Location labeling records

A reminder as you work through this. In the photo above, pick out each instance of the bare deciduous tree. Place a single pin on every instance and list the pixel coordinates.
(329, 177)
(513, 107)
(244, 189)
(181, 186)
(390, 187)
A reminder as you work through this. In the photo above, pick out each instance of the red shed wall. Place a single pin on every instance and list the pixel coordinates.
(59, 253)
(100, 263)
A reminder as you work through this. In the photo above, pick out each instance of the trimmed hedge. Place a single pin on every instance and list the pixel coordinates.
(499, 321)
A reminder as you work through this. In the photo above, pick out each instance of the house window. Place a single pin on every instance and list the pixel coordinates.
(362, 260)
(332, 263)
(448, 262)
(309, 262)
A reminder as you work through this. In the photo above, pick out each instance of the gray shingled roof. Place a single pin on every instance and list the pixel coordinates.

--- Given problem ---
Reproduce all of the data above line for line, with no changes.

--- Correct response ---
A reminder as you work through this. In the photo above, pick out each instance of the bare deciduous tree. Place a single pin on every instance and list the pixel coordinates.
(329, 177)
(513, 107)
(244, 189)
(181, 186)
(390, 187)
A reminder as you work through this. In the photo above, pick out each instance of the red shed wall. Place a single pin on every instance and list the pixel coordinates.
(59, 253)
(100, 263)
A reminder as you work through this. In the photo above, pick out each instance of the trimmed hedge. Place a single pin on every instance and list the pixel coordinates.
(499, 321)
A reminder as you work through this. In the photo above, pick out each instance of the house window. Place a single pin on every instance and list the pixel coordinates.
(362, 260)
(332, 263)
(448, 262)
(309, 262)
A reminder as you work through this. In the photo above, pick out each instance of the gray shingled roof. Place a single pin on every instance and list the pixel coordinates.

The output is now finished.